[Stored records]
★ ★ ★ ★ ★

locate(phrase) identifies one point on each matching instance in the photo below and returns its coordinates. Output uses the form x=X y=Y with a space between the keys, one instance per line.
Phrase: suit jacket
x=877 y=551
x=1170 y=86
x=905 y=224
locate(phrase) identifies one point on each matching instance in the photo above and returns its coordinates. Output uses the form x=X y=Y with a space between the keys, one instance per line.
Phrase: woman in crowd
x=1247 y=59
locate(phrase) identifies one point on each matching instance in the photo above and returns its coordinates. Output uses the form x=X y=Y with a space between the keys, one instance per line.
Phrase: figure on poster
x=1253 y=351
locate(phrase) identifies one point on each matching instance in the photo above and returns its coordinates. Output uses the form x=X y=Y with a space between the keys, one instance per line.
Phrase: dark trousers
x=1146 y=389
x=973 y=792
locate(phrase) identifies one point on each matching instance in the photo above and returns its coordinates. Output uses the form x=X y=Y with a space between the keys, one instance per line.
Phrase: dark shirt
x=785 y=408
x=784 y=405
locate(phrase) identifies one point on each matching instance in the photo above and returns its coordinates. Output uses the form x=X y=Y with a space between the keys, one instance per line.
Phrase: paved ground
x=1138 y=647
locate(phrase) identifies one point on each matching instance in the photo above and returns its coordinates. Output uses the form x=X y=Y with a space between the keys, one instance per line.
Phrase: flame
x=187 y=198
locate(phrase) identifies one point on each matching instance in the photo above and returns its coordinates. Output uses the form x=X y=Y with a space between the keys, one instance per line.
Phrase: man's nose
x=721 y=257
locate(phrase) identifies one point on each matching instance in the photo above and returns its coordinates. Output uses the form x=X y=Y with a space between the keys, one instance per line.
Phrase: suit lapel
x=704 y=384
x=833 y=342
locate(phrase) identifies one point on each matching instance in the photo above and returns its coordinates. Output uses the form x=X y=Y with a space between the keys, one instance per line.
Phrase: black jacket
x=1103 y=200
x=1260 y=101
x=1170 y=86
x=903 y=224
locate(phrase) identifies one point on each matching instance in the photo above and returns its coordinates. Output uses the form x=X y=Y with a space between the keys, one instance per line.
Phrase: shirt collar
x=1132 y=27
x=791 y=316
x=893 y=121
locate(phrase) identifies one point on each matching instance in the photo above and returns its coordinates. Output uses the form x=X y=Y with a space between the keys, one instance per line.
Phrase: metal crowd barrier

★ ★ ★ ★ ★

### The exercise
Write out all of the lines above as a numbered list, skipping any blank lines.

### Answer to this task
1. locate(phrase) identifies one point on each matching instance in the photo below and returns its coordinates. Output uses the form x=X y=Y with a space between the keys, one instance per line.
2. Phrase: suit jacket
3. x=877 y=551
4. x=1170 y=86
5. x=905 y=224
6. locate(phrase) identifies one point on each matching instance in the photo above and returns its coordinates. Output uses the form x=X y=Y with a space between the keys, one instance per line.
7. Phrase: woman in crowd
8. x=1247 y=59
9. locate(phrase) identifies one point on each matching instance in the photo above and returns its coordinates. Output uses the form x=X y=Y with a space between the keys, one instance per line.
10. Phrase: figure on poster
11. x=1253 y=351
12. locate(phrase) identifies one point on each matching instance in the photo above and returns its coordinates. Output uses the form x=X y=Y with a space between the keys, one instance per line.
13. Phrase: dark trousers
14. x=1146 y=389
15. x=973 y=792
16. locate(phrase) identifies one point on each matching instance in the photo above and returns its coordinates. Output uses the form x=X y=Y with a space between the keys, one instance per line.
17. Phrase: dark shirt
18. x=785 y=408
19. x=784 y=405
20. locate(phrase) identifies one point on each matching instance in the photo above and returns its coordinates. Output uses the form x=X y=Y with a space between the keys, one instance per line.
21. Phrase: paved ground
22. x=1138 y=647
23. locate(phrase) identifies one point on each matching instance in the photo above and returns its coordinates. Output uses the form x=X y=Y with a space between the keys, one instance per line.
24. Phrase: flame
25. x=187 y=198
26. locate(phrase) identifies one point on each matching instance in the photo above and returns its coordinates. Output uses the form x=X y=Y with a space between the keys, one instance per line.
27. Phrase: man's nose
28. x=721 y=257
29. locate(phrase) identifies one point on each matching instance in the photo above and returns its coordinates. Output uses the form x=X y=Y with a space between the keys, one instance per line.
30. Phrase: suit lapel
31. x=704 y=384
32. x=833 y=342
33. locate(phrase) identifies one point on each matching instance in the photo above and returns its coordinates. Output uses the form x=X y=Y with a space between the keys, one instance per line.
34. Phrase: black jacket
35. x=1103 y=200
36. x=1260 y=101
37. x=1170 y=86
38. x=903 y=224
39. locate(phrase) identifies one point on each matching instance in the photo above and returns its coordinates. Output uses the form x=X y=Y with a space between the keys, one instance per line.
40. Phrase: shirt collar
41. x=1132 y=27
42. x=791 y=316
43. x=893 y=121
44. locate(phrase) identifies one point on each matching instance in the photo above and returns its coordinates. Output uses the form x=X y=Y with a space between the keys, one instance per line.
45. Phrase: metal crowd barrier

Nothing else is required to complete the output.